Exercise: Starting with the line that contains "like point(461, 280)?" and going on through the line that contains "point(288, 225)", write out the items below again, requests included, and scale every coordinate in the answer points by 1.15, rounding to whole numbers with halves rounded up. Leave the sample points in the requests as they are.

Provided records:

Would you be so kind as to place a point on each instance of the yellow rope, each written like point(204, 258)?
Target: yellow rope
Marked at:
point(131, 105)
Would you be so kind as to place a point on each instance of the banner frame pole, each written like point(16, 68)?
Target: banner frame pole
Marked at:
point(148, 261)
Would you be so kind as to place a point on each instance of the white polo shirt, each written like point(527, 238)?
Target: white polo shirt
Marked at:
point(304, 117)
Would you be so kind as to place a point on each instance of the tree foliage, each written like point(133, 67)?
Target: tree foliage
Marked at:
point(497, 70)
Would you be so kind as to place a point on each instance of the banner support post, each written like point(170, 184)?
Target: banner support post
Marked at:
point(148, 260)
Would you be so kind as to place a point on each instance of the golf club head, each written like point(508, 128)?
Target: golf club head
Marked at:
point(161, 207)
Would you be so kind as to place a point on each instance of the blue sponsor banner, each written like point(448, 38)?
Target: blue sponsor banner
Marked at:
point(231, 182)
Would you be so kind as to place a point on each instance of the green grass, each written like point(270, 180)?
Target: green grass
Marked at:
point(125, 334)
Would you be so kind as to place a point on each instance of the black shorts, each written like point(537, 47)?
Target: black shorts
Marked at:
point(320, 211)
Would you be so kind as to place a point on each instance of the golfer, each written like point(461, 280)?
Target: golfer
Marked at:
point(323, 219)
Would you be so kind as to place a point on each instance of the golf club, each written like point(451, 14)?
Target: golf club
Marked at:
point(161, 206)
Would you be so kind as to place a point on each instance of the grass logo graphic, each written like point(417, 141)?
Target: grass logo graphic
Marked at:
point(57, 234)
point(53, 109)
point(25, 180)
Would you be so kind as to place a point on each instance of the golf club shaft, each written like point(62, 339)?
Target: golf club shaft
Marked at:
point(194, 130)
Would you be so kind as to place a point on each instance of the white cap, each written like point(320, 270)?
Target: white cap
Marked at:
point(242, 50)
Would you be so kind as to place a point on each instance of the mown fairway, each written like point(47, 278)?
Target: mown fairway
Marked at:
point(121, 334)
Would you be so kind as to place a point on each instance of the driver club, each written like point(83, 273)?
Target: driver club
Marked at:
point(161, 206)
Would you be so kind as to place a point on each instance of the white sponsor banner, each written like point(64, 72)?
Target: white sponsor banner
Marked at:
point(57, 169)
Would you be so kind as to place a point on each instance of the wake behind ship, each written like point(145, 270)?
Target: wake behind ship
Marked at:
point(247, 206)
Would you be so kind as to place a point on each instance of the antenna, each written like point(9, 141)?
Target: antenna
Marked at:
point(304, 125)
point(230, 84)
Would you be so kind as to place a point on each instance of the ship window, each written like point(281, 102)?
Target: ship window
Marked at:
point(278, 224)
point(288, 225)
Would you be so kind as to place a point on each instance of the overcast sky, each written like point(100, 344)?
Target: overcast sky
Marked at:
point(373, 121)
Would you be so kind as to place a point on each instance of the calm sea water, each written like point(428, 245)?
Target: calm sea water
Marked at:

Written solution:
Would you be so kind as to place a point on each instance of the golfer, each written like point(461, 280)?
Target: golfer
Marked at:
point(371, 252)
Would you be so kind as to place a point on each instance of the golf club, each written like point(451, 14)?
Target: golf club
Marked at:
point(185, 237)
Would you be so kind as to place a point on each instance of the grass logo graphic, each written like point(417, 141)?
Target: grass logo graphic
Marked at:
point(66, 269)
point(61, 125)
point(29, 207)
Would you be so kind as to place a point on each instance of the golf club shaft, each written like point(62, 339)?
Target: golf club shaft
Marked at:
point(223, 150)
Would you be so kind as to place a point on each instance of the white cap, each written like point(320, 270)?
Target: white cap
Marked at:
point(278, 58)
Would you be so kind as to place a point on each instance of the mown fairway, each written like point(47, 278)?
Target: mown fairway
Marked at:
point(139, 384)
Would you be so kind as to place a point on each instance of the driver club, each written like point(83, 273)?
Target: driver club
Marked at:
point(185, 237)
Would you be so kind as to place a point on each instance of the white sponsor banner, each written like point(64, 72)?
Target: white sponsor banner
Marked at:
point(66, 194)
Would you be so kind as to place a point on each instance of the wake behind ship, each written like point(145, 270)?
Target: wake behind ship
Marked at:
point(284, 237)
Would you be so kind as to place a point on each instance of the antenna, each written like point(9, 141)?
Target: antenna
Marked at:
point(350, 144)
point(265, 97)
Would you be so kind as to place a point on each instance of the ship window, each written like point(281, 102)?
Target: ship window
Marked at:
point(320, 258)
point(331, 259)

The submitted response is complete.